| WHAT YOU ARE ASKED TO DO |
Give the stretch of the items below, from the line containing "Field-scouting request: tag every instance of the blue" through the last line of the items, both included, as a JSON list of strings with one string per line. Leave out blank lines.

| TASK MATERIAL |
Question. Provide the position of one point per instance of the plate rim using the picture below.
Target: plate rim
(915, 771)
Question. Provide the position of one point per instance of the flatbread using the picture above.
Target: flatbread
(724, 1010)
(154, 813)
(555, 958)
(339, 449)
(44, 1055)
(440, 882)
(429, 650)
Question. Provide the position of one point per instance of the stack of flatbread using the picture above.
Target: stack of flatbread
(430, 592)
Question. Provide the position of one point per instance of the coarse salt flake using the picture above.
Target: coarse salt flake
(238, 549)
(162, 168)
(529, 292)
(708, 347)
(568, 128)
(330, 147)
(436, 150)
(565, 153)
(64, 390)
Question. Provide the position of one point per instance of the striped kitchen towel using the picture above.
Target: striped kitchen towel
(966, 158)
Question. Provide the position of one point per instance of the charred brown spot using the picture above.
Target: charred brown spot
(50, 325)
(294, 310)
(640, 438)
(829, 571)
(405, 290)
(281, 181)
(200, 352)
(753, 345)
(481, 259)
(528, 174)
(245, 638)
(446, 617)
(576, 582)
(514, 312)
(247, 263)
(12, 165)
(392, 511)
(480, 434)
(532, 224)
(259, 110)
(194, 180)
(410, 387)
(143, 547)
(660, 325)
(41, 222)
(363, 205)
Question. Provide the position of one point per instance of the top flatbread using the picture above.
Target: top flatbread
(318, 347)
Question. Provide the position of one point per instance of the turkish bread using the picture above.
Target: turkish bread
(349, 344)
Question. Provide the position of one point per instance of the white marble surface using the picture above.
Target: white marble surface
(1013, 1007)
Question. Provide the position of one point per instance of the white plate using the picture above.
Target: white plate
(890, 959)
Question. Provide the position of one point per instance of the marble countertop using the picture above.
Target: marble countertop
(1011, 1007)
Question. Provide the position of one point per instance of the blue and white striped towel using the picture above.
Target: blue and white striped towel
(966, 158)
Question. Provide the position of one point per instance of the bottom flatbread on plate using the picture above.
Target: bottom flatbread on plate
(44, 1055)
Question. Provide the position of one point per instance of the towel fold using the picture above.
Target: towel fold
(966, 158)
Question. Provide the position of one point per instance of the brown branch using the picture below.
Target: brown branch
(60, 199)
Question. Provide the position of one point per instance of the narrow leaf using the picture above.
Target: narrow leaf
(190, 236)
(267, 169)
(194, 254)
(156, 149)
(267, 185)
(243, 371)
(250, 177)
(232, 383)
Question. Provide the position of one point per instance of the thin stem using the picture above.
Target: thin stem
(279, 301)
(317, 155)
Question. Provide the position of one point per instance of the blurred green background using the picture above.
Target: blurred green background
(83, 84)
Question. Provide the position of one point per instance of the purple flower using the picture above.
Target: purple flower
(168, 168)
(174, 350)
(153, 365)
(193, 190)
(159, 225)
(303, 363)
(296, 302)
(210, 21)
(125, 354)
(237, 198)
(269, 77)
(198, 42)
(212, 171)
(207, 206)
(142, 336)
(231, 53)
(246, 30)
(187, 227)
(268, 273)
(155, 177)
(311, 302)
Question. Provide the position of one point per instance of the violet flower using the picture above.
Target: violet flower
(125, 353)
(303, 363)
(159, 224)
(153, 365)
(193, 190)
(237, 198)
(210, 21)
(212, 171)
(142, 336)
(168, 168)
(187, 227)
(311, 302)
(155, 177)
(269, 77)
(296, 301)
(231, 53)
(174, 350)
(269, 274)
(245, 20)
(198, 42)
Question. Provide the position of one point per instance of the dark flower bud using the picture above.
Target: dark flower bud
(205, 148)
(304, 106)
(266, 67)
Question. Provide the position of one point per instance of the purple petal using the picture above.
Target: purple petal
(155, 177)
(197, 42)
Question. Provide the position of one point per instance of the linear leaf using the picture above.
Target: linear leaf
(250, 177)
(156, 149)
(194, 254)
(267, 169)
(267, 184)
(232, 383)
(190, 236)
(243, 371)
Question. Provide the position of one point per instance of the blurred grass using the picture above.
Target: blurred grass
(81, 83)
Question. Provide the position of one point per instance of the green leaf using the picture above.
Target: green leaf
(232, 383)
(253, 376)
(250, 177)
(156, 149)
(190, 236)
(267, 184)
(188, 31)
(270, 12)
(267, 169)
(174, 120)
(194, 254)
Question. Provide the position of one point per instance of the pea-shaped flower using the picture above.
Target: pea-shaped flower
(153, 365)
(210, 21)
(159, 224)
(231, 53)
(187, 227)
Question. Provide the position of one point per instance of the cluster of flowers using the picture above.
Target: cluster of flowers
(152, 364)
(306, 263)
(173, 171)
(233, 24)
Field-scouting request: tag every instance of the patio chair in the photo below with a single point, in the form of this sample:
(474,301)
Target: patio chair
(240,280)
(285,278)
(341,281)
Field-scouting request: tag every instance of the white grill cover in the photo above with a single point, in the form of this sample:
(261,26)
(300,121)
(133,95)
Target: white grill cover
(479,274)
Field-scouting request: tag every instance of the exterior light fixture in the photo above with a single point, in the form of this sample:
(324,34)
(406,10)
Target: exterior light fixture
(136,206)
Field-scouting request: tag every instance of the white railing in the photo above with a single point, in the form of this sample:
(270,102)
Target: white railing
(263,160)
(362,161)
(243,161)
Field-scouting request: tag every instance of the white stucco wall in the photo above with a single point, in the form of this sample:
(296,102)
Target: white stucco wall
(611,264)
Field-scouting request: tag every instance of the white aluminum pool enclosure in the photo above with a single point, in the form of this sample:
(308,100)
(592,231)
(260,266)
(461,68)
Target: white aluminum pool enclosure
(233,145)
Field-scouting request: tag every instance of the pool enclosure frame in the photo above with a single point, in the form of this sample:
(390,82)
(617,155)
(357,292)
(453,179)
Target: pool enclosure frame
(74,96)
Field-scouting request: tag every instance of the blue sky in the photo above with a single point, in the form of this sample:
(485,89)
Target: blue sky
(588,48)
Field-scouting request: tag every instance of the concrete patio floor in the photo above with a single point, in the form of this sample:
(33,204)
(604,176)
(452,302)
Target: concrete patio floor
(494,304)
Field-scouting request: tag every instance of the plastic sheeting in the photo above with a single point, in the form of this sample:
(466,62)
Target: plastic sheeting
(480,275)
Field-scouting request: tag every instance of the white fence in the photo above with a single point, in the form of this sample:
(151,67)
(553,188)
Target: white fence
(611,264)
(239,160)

| RESULT OF THE EXERCISE |
[
  "Field-scouting request: tag every instance of the blue sky in the photo above with a single point, in the form of this sample:",
  "(485,89)",
  "Target: blue sky",
  "(588,48)",
  "Field-scouting request: tag every instance of the concrete patio floor in the photo above with a single point, in the form of this sample:",
  "(33,204)",
  "(604,176)",
  "(452,302)",
  "Target: concrete patio floor",
  "(494,304)",
  "Field-scouting request: tag every instance of the plastic sheeting in the photo above with a single point, in the form of this sample:",
  "(466,62)",
  "Target: plastic sheeting",
  "(480,275)",
  "Field-scouting request: tag every instance of the white fence in the photo above with a single point, in the form of this sample:",
  "(151,67)",
  "(553,188)",
  "Target: white fence",
  "(611,264)",
  "(239,160)"
]